#### [Exercise requirements]
Each line below that holds the word "hair" counts toward the answer; reply with the total number only.

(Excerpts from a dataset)
-.-.-

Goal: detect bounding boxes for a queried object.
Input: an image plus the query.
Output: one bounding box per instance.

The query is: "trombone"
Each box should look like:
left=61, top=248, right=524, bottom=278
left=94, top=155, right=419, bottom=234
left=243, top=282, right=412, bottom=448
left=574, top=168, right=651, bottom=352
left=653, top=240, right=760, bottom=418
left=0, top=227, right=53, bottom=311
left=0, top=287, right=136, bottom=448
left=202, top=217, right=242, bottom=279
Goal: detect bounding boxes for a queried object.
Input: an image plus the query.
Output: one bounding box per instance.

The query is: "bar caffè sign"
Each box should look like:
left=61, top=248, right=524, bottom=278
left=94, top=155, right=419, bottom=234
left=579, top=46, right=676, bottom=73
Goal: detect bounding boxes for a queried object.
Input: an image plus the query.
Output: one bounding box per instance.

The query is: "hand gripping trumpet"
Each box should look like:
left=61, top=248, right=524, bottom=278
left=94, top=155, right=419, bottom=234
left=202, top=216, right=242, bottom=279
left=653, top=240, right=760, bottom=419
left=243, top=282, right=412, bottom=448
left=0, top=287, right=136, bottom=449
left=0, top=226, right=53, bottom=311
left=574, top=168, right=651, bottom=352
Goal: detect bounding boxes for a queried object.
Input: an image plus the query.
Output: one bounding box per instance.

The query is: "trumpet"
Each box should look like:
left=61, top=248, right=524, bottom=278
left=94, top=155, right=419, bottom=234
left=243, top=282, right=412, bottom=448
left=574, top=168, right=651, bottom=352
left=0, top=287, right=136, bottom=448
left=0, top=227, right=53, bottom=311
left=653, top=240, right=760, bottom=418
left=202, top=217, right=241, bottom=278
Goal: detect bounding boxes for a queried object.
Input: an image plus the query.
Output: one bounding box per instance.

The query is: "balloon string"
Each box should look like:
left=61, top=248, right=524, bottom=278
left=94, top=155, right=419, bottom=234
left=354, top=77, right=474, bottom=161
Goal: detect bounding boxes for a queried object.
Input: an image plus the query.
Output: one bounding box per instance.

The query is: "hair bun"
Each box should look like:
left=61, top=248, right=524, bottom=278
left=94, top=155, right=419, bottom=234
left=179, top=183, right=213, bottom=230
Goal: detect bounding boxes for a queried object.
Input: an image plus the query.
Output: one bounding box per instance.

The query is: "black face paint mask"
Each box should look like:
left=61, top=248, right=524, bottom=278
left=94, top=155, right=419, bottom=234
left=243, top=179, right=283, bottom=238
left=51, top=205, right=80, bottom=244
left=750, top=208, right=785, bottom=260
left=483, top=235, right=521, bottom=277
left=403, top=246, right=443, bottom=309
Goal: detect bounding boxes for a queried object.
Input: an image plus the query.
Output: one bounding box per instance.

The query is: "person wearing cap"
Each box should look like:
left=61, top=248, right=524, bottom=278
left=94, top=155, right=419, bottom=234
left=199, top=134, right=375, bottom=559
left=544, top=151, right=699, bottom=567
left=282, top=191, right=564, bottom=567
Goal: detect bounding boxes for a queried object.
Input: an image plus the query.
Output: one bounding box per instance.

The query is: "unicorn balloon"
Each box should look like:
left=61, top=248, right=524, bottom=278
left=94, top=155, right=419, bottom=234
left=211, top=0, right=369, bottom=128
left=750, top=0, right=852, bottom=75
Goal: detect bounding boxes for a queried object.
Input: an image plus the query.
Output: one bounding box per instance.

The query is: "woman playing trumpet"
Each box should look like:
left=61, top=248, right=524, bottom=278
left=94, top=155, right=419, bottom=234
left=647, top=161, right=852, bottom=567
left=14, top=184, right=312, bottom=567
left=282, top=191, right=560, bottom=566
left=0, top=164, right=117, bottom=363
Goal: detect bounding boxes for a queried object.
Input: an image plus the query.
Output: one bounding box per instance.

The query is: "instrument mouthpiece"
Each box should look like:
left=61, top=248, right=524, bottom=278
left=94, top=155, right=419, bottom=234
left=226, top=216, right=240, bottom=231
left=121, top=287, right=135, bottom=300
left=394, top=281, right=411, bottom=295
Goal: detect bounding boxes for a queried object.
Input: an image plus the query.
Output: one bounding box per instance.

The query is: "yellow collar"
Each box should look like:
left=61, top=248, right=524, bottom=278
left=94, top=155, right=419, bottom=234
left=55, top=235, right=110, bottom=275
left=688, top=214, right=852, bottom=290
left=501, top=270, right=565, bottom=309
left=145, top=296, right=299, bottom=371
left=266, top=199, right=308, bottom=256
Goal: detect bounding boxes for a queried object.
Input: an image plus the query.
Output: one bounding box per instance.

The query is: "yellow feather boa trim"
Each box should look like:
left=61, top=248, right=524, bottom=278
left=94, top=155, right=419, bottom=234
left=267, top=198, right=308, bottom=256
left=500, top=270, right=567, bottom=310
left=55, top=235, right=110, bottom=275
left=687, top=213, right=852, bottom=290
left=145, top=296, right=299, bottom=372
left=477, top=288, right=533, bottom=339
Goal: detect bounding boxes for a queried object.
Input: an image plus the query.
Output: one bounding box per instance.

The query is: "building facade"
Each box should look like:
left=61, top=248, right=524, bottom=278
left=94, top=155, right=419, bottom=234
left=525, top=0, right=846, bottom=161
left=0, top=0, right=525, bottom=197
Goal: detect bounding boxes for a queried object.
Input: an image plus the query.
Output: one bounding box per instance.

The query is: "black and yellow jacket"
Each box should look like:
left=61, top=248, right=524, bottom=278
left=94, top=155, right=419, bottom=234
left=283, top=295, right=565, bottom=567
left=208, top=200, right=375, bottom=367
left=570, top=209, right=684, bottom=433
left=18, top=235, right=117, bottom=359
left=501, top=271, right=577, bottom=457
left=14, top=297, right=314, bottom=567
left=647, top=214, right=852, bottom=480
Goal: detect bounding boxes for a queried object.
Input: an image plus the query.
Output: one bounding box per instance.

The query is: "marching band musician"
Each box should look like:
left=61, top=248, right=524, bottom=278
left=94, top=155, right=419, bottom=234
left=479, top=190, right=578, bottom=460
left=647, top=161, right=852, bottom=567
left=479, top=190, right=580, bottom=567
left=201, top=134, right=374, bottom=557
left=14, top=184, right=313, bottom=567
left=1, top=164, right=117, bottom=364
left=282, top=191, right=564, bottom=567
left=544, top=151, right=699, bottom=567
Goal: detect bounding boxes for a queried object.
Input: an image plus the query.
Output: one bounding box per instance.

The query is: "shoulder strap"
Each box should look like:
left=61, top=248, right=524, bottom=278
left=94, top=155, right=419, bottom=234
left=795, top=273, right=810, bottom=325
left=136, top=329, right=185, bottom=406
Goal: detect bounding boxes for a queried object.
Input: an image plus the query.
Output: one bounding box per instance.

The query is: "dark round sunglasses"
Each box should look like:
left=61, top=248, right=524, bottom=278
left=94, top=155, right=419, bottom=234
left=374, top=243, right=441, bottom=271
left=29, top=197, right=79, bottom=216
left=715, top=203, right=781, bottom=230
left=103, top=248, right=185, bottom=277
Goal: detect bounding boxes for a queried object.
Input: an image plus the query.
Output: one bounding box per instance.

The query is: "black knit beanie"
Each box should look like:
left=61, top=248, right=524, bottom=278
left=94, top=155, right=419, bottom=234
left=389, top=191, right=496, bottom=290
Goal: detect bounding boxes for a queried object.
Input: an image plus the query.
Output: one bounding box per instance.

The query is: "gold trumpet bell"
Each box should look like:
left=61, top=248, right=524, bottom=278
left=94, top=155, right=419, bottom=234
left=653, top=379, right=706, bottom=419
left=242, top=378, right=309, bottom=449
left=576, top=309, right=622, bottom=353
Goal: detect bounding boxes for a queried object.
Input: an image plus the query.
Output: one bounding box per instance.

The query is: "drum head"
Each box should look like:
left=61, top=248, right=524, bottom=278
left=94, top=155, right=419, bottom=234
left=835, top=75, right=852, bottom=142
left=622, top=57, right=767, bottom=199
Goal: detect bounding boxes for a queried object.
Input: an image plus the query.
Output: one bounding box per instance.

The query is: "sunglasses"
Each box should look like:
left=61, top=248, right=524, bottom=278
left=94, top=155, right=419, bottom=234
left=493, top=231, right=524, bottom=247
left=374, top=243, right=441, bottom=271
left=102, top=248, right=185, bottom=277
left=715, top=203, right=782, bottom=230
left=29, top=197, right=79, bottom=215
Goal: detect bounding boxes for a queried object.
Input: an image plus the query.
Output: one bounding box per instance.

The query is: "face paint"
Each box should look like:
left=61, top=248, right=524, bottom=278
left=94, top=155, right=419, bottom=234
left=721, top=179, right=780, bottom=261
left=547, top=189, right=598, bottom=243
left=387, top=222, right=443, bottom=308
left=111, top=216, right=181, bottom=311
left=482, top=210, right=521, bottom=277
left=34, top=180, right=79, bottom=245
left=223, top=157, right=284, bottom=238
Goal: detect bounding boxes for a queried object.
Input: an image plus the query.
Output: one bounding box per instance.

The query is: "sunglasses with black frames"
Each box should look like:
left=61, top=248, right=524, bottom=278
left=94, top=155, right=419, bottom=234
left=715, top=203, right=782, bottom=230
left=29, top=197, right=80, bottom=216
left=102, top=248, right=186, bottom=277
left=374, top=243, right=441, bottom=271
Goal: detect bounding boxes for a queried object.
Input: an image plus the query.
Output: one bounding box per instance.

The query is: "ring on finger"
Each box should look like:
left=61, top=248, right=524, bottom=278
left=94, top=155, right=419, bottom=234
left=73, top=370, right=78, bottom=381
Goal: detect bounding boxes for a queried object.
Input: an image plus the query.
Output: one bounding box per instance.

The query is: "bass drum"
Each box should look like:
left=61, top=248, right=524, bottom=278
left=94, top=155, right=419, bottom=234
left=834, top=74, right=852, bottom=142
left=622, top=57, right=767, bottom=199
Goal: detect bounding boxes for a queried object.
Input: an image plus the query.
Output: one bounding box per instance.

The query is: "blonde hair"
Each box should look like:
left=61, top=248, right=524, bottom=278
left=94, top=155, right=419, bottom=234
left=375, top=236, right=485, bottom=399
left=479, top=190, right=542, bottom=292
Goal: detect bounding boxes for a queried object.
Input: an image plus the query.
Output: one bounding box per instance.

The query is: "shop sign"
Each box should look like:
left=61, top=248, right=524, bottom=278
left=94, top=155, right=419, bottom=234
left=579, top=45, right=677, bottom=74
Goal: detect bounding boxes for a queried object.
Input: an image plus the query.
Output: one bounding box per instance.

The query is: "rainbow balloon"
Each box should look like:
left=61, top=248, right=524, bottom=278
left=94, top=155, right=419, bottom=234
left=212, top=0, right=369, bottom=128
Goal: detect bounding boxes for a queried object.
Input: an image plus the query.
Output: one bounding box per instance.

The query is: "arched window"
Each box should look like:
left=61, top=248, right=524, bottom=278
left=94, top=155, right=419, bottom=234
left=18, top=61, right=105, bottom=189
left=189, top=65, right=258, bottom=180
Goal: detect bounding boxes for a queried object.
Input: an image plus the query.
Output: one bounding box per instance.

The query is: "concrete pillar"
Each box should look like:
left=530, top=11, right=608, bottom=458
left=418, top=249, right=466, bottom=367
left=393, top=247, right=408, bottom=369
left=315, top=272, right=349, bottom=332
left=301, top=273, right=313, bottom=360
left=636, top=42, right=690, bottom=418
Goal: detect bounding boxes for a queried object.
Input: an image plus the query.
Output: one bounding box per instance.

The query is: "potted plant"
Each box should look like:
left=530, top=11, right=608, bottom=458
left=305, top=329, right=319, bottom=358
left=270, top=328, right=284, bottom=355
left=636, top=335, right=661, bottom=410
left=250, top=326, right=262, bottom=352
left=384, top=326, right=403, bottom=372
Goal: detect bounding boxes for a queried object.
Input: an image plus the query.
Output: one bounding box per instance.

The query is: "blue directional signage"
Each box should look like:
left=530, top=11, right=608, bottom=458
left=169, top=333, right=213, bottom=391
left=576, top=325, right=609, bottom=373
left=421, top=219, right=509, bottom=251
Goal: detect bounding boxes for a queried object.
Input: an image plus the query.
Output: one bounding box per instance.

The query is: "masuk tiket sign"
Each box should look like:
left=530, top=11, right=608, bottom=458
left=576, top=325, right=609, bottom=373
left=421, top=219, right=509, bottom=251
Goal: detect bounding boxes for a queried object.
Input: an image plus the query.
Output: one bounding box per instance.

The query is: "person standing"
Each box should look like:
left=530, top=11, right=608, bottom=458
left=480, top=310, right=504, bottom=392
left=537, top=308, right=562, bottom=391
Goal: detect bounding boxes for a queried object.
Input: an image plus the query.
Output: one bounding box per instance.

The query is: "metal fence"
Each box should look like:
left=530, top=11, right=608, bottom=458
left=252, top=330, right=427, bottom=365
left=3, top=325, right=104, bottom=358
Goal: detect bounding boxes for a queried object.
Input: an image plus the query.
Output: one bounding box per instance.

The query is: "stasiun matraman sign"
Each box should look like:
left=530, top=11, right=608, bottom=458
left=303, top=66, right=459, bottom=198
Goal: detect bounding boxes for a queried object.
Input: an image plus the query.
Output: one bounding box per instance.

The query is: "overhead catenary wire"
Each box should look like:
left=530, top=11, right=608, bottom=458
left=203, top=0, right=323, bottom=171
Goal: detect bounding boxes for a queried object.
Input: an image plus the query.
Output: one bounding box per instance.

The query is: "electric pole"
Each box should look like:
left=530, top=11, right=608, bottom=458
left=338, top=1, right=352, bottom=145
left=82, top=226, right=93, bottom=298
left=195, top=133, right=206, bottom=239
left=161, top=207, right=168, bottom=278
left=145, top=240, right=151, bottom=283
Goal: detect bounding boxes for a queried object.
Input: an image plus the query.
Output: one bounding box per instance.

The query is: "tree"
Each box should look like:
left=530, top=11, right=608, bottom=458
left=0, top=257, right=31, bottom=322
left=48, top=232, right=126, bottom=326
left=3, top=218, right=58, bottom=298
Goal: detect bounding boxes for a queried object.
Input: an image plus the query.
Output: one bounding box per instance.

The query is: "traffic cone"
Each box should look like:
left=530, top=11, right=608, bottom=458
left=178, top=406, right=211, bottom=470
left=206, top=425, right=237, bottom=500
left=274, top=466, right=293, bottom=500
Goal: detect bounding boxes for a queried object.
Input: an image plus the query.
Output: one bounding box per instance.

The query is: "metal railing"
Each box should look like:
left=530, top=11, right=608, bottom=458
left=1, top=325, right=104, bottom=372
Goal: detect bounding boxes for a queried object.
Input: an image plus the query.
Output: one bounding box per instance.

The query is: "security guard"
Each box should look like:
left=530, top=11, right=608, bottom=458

-.-.-

#### [Worked solution]
2